- _DIRECTION_
Please rewrite the rows starting at the line containing "TARGET = kitchen island" and ending at the last row, renaming "stainless steel" to "brushed steel" and leaving everything else unchanged.

- _ENTRIES SUPPLIED_
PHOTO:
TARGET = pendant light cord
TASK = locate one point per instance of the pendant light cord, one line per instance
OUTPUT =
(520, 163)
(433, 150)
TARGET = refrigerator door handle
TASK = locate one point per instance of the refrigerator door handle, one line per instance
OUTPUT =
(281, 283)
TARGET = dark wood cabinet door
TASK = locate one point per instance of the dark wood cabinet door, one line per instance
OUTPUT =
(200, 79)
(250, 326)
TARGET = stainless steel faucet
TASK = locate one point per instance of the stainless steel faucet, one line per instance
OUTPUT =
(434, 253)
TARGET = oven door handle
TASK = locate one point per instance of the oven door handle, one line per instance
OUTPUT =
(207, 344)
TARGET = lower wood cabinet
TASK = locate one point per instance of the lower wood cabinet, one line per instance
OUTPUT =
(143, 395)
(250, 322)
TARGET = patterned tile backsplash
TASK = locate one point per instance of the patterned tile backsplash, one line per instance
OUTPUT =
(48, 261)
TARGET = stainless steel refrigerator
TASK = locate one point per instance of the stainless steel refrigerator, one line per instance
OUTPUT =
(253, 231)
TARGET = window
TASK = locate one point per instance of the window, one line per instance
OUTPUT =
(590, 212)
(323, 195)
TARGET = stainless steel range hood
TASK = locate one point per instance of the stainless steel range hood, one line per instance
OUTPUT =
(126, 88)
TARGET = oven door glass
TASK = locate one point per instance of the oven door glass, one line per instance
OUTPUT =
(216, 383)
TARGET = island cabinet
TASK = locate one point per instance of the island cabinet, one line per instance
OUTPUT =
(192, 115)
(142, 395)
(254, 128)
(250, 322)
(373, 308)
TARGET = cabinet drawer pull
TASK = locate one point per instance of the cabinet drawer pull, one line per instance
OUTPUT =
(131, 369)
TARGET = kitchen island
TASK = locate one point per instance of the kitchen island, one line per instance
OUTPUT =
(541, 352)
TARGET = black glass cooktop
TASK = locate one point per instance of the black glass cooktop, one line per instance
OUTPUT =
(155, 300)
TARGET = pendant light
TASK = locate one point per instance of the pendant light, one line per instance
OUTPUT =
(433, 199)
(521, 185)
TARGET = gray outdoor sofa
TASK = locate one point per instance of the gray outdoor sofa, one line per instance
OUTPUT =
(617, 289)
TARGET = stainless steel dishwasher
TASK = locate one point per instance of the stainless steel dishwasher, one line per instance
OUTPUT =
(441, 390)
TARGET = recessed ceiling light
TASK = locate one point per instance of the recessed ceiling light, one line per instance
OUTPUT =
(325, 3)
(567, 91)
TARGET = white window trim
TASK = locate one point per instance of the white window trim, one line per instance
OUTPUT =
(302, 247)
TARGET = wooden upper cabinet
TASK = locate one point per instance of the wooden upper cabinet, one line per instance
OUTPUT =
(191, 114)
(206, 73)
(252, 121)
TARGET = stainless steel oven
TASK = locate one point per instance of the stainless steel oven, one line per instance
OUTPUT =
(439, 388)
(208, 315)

- _CORRECT RESULT_
TARGET = kitchen island
TASK = locate one point per instance of the kitchen island, one line per instance
OUTPUT =
(541, 352)
TARGET = black glass cooktop
TASK = locate one point per instance of the black glass cooktop, one line per instance
OUTPUT =
(155, 300)
TARGET = pendant light
TASK = locate one point per instance of the pendant light, one line per instance
OUTPUT =
(433, 199)
(521, 185)
TARGET = gray outdoor sofa
TASK = locate one point per instance of the gray outdoor sofa, one line per instance
OUTPUT =
(617, 289)
TARGET = brushed steel dishwasher
TASK = locate one point per instance of the brushed steel dishwasher, one line per instance
OUTPUT =
(441, 390)
TARGET = recessed ceiling light
TASK = locate one point per instance of the recessed ceiling light, one line per instance
OUTPUT =
(325, 3)
(567, 91)
TARGET = white window trim
TASK = locate one point per instance of the white window trim, one line per instance
OUTPUT =
(302, 247)
TARGET = wooden upper cabinet
TASK = locate one point per instance of the wooden upper cabinet, one line per instance
OUTPUT =
(191, 114)
(206, 73)
(252, 121)
TARGET = brushed steel oven
TASK = locate one point per instance of the brushed steel oven, one line per instance
OUTPUT =
(439, 388)
(208, 315)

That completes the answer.